• Text shown
The 2020s File Feature
Enjoy Yourself
Pop Smoke Featuring Karol G: "Enjoy Yourself" and the Shadow of Posthumous Stardom "Enjoy Yourself" arrived in the summer of 2020 as part of one of the most …
01 The Story
Pop Smoke Featuring Karol G: "Enjoy Yourself" and the Shadow of Posthumous Stardom
"Enjoy Yourself" arrived in the summer of 2020 as part of one of the most commercially significant posthumous album releases in modern hip-hop history. The track, credited to Pop Smoke Featuring Karol G, appeared on the album Shoot for the Stars, Aim for the Moon, which was released on July 3, 2020, roughly five months after the Brooklyn drill rapper Bashar Barakah Jackson, known professionally as Pop Smoke, was fatally shot at a rented home in the Hollywood Hills on February 19, 2020. He was 20 years old at the time of his death, and the shock of his passing sent ripples through the music industry and his rapidly growing fanbase.
Pop Smoke had risen with extraordinary speed from relative obscurity to genuine street-level celebrity. His 2019 breakout record "Welcome to the Party" introduced listeners to his unusually deep, graveled voice and his ability to translate the sound of Brooklyn drill, a subgenre rooted in New York's bleak urban landscapes, into something that felt both local and internationally resonant. He followed that success with the mixtape Meet the Woo and its sequel, building momentum that suggested a long commercial career ahead. Instead, his catalog was handed to producer and executive Steven Victor and the Republic Records imprint to shape into the posthumous album that would become one of the best-selling rap records of 2020.

• What the task requires
According to the feature on "Enjoy Yourself," on what date was the album Shoot for the Stars, Aim for the Moon released? The records have no connection to the text about "Enjoy Yourself."

• Source information
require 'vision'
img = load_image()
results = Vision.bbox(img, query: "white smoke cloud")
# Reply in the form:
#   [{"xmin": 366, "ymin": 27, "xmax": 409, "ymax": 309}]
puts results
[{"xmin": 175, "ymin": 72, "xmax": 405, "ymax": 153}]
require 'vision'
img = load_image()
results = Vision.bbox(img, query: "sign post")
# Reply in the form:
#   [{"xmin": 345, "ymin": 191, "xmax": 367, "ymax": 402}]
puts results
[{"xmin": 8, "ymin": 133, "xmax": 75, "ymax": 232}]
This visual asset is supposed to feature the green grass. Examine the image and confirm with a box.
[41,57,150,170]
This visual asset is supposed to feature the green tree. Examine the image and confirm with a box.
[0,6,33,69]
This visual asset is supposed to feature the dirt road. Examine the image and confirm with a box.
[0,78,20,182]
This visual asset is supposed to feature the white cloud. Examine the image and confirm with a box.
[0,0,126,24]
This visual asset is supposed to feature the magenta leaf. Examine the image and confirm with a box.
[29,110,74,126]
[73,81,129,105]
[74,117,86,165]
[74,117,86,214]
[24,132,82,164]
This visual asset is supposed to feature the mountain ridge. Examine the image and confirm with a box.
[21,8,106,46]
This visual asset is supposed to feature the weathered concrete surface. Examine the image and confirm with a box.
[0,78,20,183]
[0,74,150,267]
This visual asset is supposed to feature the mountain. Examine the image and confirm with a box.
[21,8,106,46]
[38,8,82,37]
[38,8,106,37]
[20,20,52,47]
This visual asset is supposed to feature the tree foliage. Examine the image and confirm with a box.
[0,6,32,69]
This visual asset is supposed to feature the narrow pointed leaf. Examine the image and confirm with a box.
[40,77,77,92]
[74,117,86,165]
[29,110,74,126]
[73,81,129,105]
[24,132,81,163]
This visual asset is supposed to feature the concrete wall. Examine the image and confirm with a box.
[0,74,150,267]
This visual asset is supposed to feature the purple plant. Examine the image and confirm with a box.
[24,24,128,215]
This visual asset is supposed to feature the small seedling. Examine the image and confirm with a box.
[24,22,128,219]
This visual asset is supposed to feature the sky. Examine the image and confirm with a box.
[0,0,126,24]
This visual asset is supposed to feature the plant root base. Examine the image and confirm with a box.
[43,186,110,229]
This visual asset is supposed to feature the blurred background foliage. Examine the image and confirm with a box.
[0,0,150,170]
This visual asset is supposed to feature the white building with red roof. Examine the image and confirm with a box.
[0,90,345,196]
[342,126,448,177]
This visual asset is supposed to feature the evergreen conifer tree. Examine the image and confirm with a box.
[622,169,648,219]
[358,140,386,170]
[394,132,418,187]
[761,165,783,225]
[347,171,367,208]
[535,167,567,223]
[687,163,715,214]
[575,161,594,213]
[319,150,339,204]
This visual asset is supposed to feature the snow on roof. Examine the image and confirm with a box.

• Answer
July 3, 2020